> [Exercise brief]:
Answer these from the antenna passage:
1. What material is adhesive layer 17 made of?
2. What may connection member 19 be?
3. In a compact wireless communication device, why is a dielectric material with high mechanical strength used as the base material for the case?

> [Given passage]:
An antenna element 18 is made of a conductive material on an interior surface of the upper member 11a sandwiching an adhesive layer 17 made of a dielectric material. The antenna element 18 is connected to the wireless communication circuit by the power feeding line of the substrate 16 and by a connection member 19. The connection member 19 may be a spring connector.

In order to form a conductor pattern on the surface of the dielectric material, there has been known a method for chemically roughening the surface by etching the surface and providing the surface with a plating layer by means of a so-called anchoring effect. However, in a compact wireless communication device, for example a cellular phone, a dielectric material exhibiting high mechanical strength is used for a base material for the case in order to reduce the thickness of the case, and hence a sufficient etching effect may not be yielded.

> [Source material]:
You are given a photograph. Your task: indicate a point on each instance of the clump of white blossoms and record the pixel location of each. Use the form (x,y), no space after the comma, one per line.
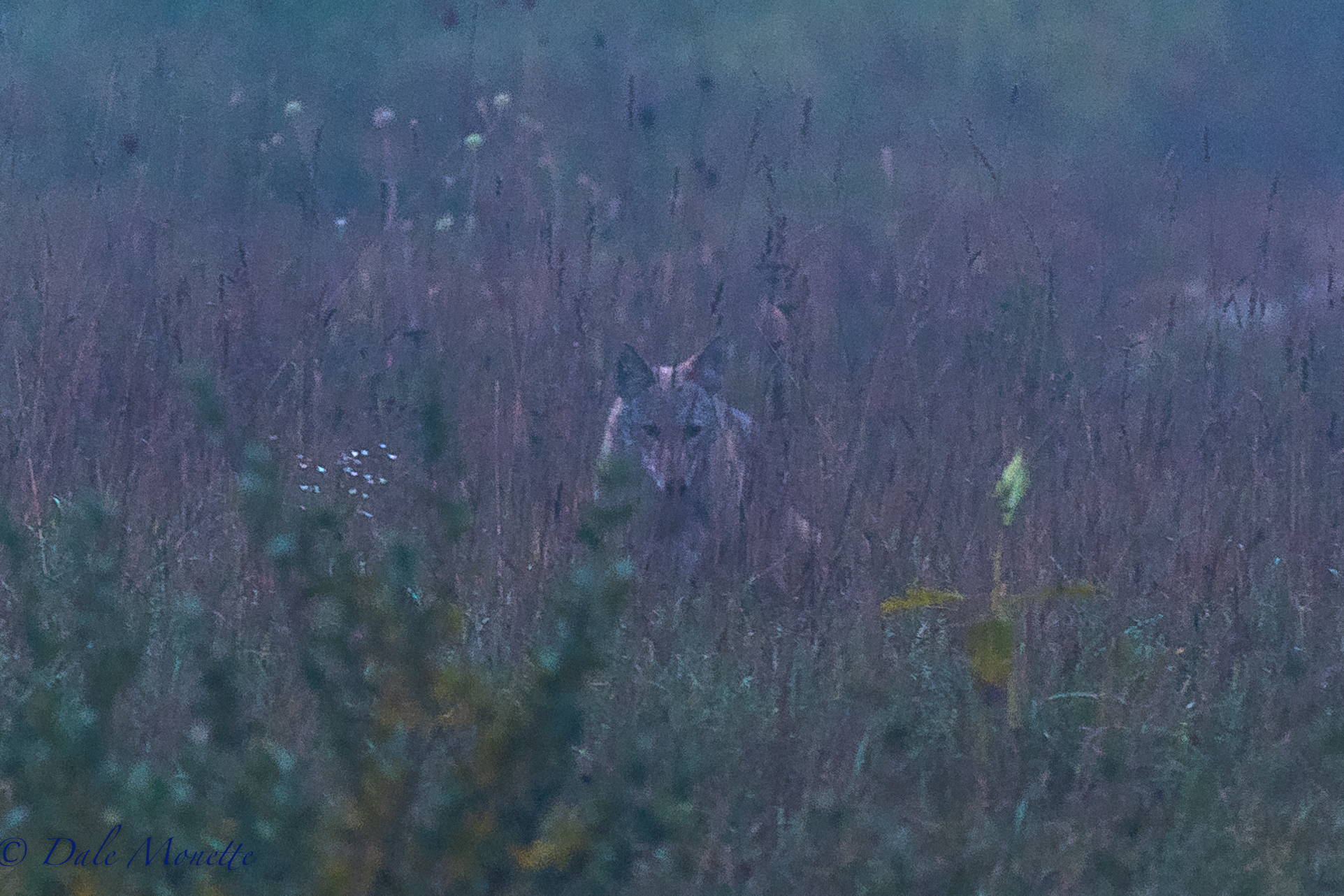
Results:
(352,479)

> [Answer for the task]:
1. A dielectric material.
2. A spring connector.
3. To reduce the thickness of the case.